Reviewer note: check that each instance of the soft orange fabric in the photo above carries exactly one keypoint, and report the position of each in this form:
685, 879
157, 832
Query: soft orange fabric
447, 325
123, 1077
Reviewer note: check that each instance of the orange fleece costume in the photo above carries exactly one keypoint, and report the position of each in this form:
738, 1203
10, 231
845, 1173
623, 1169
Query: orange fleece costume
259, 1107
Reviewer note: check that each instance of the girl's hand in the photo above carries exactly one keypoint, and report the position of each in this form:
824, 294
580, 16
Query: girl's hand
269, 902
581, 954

---------------

Task objective ▸
Repeat all of the items, swapping each "Reviewer note" for "Annotator note" and keeping everything else unchanged.

Task result ▸
Annotator note: check that each instance of the soft orange fabric in the photo above carries exactly one keypoint, and report the position of each in this form:
685, 879
157, 832
Query: soft orange fabric
447, 325
123, 1077
Annotator note: check that each instance of the orange fleece costume in the photo above carries exactly one keypoint, and report the position of each in this form:
738, 1203
10, 231
845, 1173
623, 1169
Query: orange fleece costume
259, 1107
Annotator note: check that each instance of the girl's hand in the photo above carries exactly one keypoint, and report the position of each in this form:
824, 294
580, 16
Query: girl's hand
269, 902
581, 954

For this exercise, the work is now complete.